---------- Records for processing

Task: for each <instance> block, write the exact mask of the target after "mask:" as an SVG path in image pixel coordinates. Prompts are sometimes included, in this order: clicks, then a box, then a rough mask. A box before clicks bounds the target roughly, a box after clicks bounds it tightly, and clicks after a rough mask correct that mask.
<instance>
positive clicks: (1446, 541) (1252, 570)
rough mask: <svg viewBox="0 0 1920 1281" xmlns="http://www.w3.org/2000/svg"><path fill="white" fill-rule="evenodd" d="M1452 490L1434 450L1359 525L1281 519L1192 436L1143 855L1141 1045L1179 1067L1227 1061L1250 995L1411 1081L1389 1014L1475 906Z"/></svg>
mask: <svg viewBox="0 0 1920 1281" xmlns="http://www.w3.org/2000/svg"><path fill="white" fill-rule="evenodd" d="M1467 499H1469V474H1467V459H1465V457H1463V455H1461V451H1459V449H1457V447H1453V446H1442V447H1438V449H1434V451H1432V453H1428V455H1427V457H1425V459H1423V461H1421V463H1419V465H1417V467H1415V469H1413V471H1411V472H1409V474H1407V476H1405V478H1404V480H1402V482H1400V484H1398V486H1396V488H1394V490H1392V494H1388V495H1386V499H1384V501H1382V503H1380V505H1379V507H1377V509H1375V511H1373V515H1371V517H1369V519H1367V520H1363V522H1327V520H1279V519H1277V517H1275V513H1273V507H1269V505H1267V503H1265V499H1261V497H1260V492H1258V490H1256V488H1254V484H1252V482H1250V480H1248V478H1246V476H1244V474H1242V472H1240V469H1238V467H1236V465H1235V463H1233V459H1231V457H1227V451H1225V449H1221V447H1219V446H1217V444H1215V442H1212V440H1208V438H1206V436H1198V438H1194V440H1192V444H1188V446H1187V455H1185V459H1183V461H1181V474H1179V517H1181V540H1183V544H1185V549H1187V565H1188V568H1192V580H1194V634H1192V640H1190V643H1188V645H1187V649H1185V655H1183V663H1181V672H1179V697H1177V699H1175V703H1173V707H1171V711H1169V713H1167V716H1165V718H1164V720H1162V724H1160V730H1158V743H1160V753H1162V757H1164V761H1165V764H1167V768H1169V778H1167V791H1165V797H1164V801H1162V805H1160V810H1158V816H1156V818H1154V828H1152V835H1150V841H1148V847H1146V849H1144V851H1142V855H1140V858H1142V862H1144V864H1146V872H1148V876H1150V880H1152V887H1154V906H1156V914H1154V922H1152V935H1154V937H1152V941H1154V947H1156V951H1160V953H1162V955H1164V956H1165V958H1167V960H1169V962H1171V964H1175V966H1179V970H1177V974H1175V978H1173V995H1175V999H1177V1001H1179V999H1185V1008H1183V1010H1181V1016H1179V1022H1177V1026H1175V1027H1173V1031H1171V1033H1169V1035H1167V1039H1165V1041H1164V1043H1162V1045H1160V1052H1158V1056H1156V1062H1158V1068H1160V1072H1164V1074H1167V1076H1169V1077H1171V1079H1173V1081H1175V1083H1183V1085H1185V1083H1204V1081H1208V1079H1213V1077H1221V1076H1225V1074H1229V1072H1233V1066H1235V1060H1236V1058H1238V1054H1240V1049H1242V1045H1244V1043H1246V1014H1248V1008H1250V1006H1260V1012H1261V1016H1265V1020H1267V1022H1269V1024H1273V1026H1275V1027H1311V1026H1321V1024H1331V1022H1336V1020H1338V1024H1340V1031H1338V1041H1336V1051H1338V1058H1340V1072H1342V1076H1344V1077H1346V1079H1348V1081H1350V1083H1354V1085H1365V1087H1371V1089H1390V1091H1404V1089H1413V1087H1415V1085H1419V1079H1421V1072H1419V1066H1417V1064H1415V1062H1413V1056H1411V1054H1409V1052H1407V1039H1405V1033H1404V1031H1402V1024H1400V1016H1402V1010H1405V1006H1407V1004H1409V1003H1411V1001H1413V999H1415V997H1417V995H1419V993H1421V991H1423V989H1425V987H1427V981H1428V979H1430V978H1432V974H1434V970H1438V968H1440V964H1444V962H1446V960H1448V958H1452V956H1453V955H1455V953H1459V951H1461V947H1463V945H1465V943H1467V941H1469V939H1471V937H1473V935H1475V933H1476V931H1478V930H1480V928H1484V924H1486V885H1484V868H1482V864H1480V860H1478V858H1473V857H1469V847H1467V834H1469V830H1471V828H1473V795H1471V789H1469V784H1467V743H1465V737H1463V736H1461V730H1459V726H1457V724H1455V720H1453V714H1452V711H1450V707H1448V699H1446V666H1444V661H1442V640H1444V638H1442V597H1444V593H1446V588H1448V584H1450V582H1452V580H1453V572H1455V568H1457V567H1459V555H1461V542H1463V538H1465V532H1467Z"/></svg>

--------------------

### What you have to do
What is needed is an exact copy of every entry.

### Exercise answer
Task: for each <instance> block, write the exact mask of the target after "mask:" as an SVG path in image pixel coordinates. Prompts are sometimes included, in this order: clicks, then a box, then a rough mask. A box before clicks bounds the target roughly, a box after clicks bounds it tightly, and clicks after a rough mask correct that mask.
<instance>
positive clicks: (1446, 541) (1252, 570)
rough mask: <svg viewBox="0 0 1920 1281" xmlns="http://www.w3.org/2000/svg"><path fill="white" fill-rule="evenodd" d="M1452 490L1434 450L1359 525L1281 519L1192 436L1143 855L1141 1045L1179 1067L1227 1061L1250 995L1411 1081L1389 1014L1475 906Z"/></svg>
mask: <svg viewBox="0 0 1920 1281" xmlns="http://www.w3.org/2000/svg"><path fill="white" fill-rule="evenodd" d="M1467 499H1469V474H1467V459H1465V457H1463V455H1461V451H1459V449H1457V447H1453V446H1442V447H1438V449H1434V451H1432V453H1428V455H1427V457H1425V459H1423V461H1421V463H1419V465H1417V467H1415V469H1413V471H1411V472H1409V474H1407V476H1405V478H1404V480H1402V482H1400V484H1398V486H1396V488H1394V490H1392V494H1388V495H1386V499H1384V501H1382V503H1380V505H1379V507H1377V509H1375V511H1373V515H1371V517H1369V519H1367V520H1363V522H1327V520H1279V519H1277V517H1275V513H1273V507H1269V505H1267V503H1265V499H1261V497H1260V492H1258V490H1256V488H1254V484H1252V482H1250V480H1248V478H1246V476H1244V474H1242V472H1240V469H1238V467H1236V465H1235V463H1233V459H1231V457H1227V451H1225V449H1221V447H1219V446H1217V444H1215V442H1212V440H1208V438H1206V436H1198V438H1194V440H1192V444H1188V446H1187V455H1185V459H1183V461H1181V474H1179V517H1181V540H1183V544H1185V549H1187V565H1188V568H1192V580H1194V634H1192V640H1190V643H1188V645H1187V649H1185V655H1183V663H1181V672H1179V697H1177V699H1175V703H1173V707H1171V711H1169V713H1167V716H1165V718H1164V720H1162V724H1160V730H1158V743H1160V753H1162V757H1164V761H1165V764H1167V768H1169V778H1167V791H1165V797H1164V801H1162V805H1160V810H1158V816H1156V818H1154V828H1152V835H1150V841H1148V847H1146V849H1144V851H1142V855H1140V858H1142V862H1144V864H1146V872H1148V876H1150V880H1152V887H1154V906H1156V914H1154V922H1152V935H1154V937H1152V941H1154V947H1156V951H1160V953H1162V955H1164V956H1165V958H1167V960H1169V962H1171V964H1175V966H1179V970H1177V974H1175V978H1173V995H1175V999H1177V1001H1179V999H1185V1008H1183V1010H1181V1016H1179V1022H1177V1026H1175V1027H1173V1031H1171V1033H1169V1035H1167V1039H1165V1041H1164V1043H1162V1045H1160V1052H1158V1056H1156V1062H1158V1068H1160V1072H1164V1074H1167V1076H1169V1077H1171V1079H1173V1081H1175V1083H1183V1085H1185V1083H1204V1081H1208V1079H1213V1077H1221V1076H1225V1074H1229V1072H1233V1066H1235V1060H1236V1058H1238V1054H1240V1049H1242V1045H1244V1043H1246V1014H1248V1008H1250V1006H1260V1012H1261V1016H1265V1020H1267V1022H1269V1024H1273V1026H1275V1027H1311V1026H1321V1024H1331V1022H1336V1020H1338V1024H1340V1031H1338V1041H1336V1051H1338V1058H1340V1072H1342V1076H1344V1077H1346V1079H1348V1081H1350V1083H1354V1085H1365V1087H1371V1089H1390V1091H1404V1089H1413V1087H1415V1085H1419V1079H1421V1072H1419V1066H1417V1064H1415V1062H1413V1056H1411V1054H1409V1052H1407V1039H1405V1033H1404V1031H1402V1024H1400V1016H1402V1010H1405V1006H1407V1004H1409V1003H1411V1001H1413V999H1415V997H1417V995H1419V993H1421V991H1423V989H1425V987H1427V981H1428V979H1430V978H1432V974H1434V970H1438V968H1440V964H1444V962H1446V960H1448V958H1452V956H1453V955H1455V953H1459V951H1461V947H1463V945H1465V943H1467V941H1469V939H1471V937H1473V935H1475V933H1476V931H1478V930H1480V928H1484V924H1486V885H1484V868H1482V864H1480V860H1478V858H1473V857H1469V847H1467V834H1469V830H1471V828H1473V795H1471V789H1469V784H1467V743H1465V737H1463V736H1461V730H1459V726H1457V724H1455V720H1453V714H1452V711H1450V707H1448V699H1446V666H1444V661H1442V640H1444V638H1442V597H1444V593H1446V588H1448V584H1450V582H1452V580H1453V572H1455V568H1457V567H1459V555H1461V542H1463V538H1465V532H1467Z"/></svg>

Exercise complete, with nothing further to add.